> **Tasks**:
a: Answer these from the spaCy similarity notes:
(i) Between what two values does a similarity score fall?
(ii) By default, what measure is used to give similarity?
(iii) What length does the code in "In [53]" print for the word vector?
b: Translate this sentence from the spaCy similarity notes into Spanish: "However, there is no objective definition of similarity, so one measure doesnt fit for every task."
c: Write a continuation of the spaCy similarity notes, picking up after their final sentence.

> **Supplied passage**:
============
Comparing Semantic Similarity:  

* `spaCy` can compare similarity between objects
    - Doc.similarity()
    - Span.similarity()
    - Token.similarity()
* returns a similarity score between 0 and 1
* **Necessary** - a larger word model which has word vectors included:
    - `en_core_web_md` medium english model
    - `en_core_web_lg` large english model

<br>

I needed to run this:  

    pip3 install spacy
    python3 -m spacy download en_core_web_sm
    
<br>

In [46]:
# load one of the larger english models
# comparing documents
nlp = spacy.load( 'en_core_web_md' )
doc1 = nlp( 'I like fast food' )
doc2 = nlp( 'I like pizza' )
doc3 = nlp( 'The dog is asleep on the couch' )
print( doc1.similarity( doc2 ) )
print( doc1.similarity( doc3 ) )

0.8627204117787385
0.644411562288608


In [47]:
# comparing tokens
doc = nlp( 'Vultures love pizza and pasta' )
token1 = doc[2]
token2 = doc[4]
token3 = doc[0]
print( token1.similarity(token2) )
print( token1.similarity(token3) )

0.73695457
0.110321715


In [48]:
# comparing documents & tokens
doc = nlp( 'I like science fiction' )
token = nlp( 'soap' )[0]
print( doc.similarity(token) )

0.31157307324660816


In [49]:
# comparing docs & spans
span = nlp( 'I like pizza and pasta' )[2:6]
doc = nlp( 'McDonals sells burgers' )
doc2 = nlp( 'Luigis sells pasta' )
print( span.similarity( doc ) )
print( span.similarity( doc2 ) )

0.6199092090831612
0.7486420021584955


<br>

But how does `spaCy` predict similarity?

* similarity is determined using **word vectors**
* **word vectors** - multi-dimentional representations of word meaning
* generated using algorithms like [Word2Vec](https://en.wikipedia.org/wiki/Word2vec) and lots of text for modeling
* new words can be added to `spaCy`'s statistical models
* by default, similarity is given as cosine similarity, but there are other measures
* for multi-token objects (`Doc`s and `Span`s) the vectors default to the average of the individual token vectors. As a result, short phrases are better than long documents which regress to a mean

<br>

In [53]:
# examine a word vector
doc = nlp( 'I am learning to code python' )
# access the vector via the token.vector attribute
print( len( doc[ 5 ].vector ) )
print( doc[ 5 ].vector[0:10] )

300
[ 0.035414 -0.4573    0.42617   0.23448   0.18446   0.78676   0.15513
 -0.41701   0.36996  -0.25015 ]


<br>

Similarity Depends on Context.  
Similarity measures can be very useful in some NLP tasks: recommendation systems to suggest related content, flagging duplicate posts on social media platforms  
However, there is no objective definition of similarity, so one measure doesnt fit for every task.
============
> **Study material**:

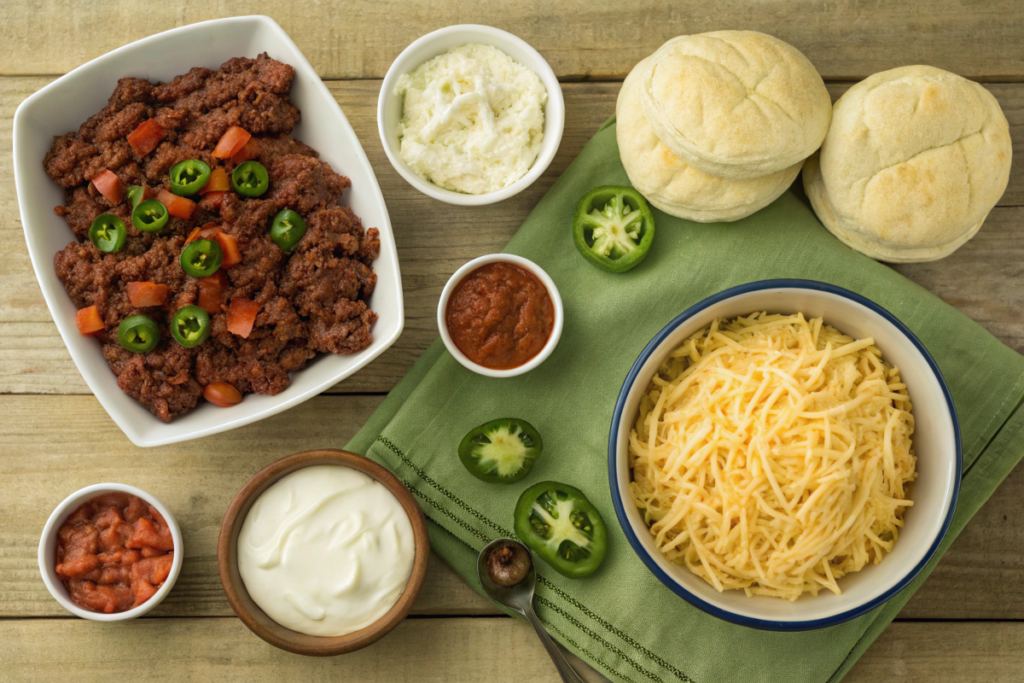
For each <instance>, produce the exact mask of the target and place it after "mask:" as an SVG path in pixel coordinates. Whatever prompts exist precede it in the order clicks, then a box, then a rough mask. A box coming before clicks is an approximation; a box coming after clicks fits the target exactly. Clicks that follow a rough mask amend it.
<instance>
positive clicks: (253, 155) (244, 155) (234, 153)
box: [231, 137, 259, 166]
mask: <svg viewBox="0 0 1024 683" xmlns="http://www.w3.org/2000/svg"><path fill="white" fill-rule="evenodd" d="M258 156H259V140H257V139H256V138H255V137H250V138H249V141H248V142H246V146H244V147H242V150H241V151H239V152H236V153H234V154H233V155H231V163H232V164H234V165H236V166H238V165H239V164H241V163H243V162H247V161H249V160H251V159H256V157H258Z"/></svg>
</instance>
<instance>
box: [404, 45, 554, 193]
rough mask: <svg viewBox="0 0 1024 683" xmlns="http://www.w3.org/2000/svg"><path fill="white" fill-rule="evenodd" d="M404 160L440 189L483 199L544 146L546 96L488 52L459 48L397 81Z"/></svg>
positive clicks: (498, 187) (497, 51) (539, 153)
============
> **Answers by item**:
a:
(i) 0 and 1
(ii) Cosine similarity
(iii) 300

b: Sin embargo, no existe una definición objetiva de similitud, por lo que una sola medida no sirve para todas las tareas.

c:
<br>

### Combining Models & Rules  

|                         |                   **Statistical Models**                   | **Rule-based Systems**                                 |
|:-----------------------:|:----------------------------------------------------------:|--------------------------------------------------------|
| **Use Cases**           | application needs to generalize based on examples          | dictionary with finite number of examples              |
| **Real World Examples** | product names, person names, subject/object relationships  | countries of the world, cities, drug names, dog breeds |
| **spaCy Features**      | entity reconizer, dependency parser, part-of-speech tagger | tokenizer, Matcher,  PhraseMatcher                     |

In [58]:
# recap: rule-based matching
from spacy.matcher import Matcher
matcher = Matcher( nlp.vocab )
# patterns are lists of dictionaries describing the tokens
patter = [{'LEMMA': 'love', 'POS':'VERB'}, {'LOWER':'cats'}]
matcher.add( 'LOVE_CATS', [pattern] )
# operators can spcify how often a token should be matched
patter = [{'LOWER': 'very', 'OP':'+'}, {'LOWER':'happy'}]
doc = nlp( "I love cats and I'm very very happy" )
matches = matcher( doc )
matches

[]

In [61]:
matcher = Matcher( nlp.vocab )
matcher.add( 'DOG', [[{'LOWER':'golden'},{'LOWER':'retriever'}]])
doc = nlp( 'I have a Golden Retriever' )
for match_id, start, end in matcher( doc ):
    span = doc[start:end]
    print( 'Matched span: ', span.text )
    print( 'Root token: ', span.root.text )
    print( 'Root head token: ', span.root.head.text )
    print( 'Previous token: ', doc[ start-1 ].text, doc[ start-1 ].pos_ )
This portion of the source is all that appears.